[Aim] Write out the records word for word from their start through the line that contains "377], [106, 427]]]", including that line, and leave the picture out of your answer.

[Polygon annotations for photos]

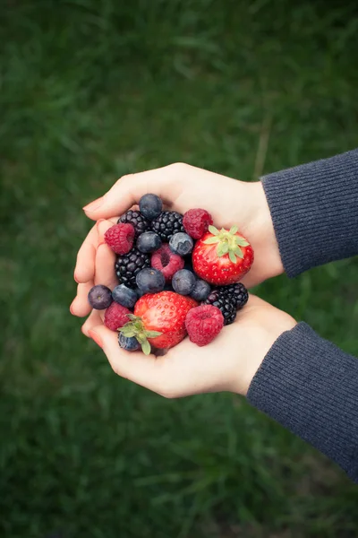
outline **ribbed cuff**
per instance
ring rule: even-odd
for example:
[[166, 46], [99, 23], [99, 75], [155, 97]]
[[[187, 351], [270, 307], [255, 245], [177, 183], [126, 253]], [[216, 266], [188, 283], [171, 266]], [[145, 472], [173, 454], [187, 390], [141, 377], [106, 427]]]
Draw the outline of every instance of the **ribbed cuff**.
[[288, 276], [358, 254], [358, 150], [261, 181]]
[[358, 482], [357, 359], [300, 323], [273, 344], [247, 398]]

[Solution to the exercise]
outline **ribbed cuff**
per instance
ring rule: even-odd
for example:
[[166, 46], [99, 23], [99, 75], [155, 97]]
[[[187, 351], [270, 307], [255, 245], [177, 183], [126, 253]], [[216, 266], [188, 283], [171, 266]], [[145, 472], [173, 454], [187, 390], [141, 377], [106, 427]]]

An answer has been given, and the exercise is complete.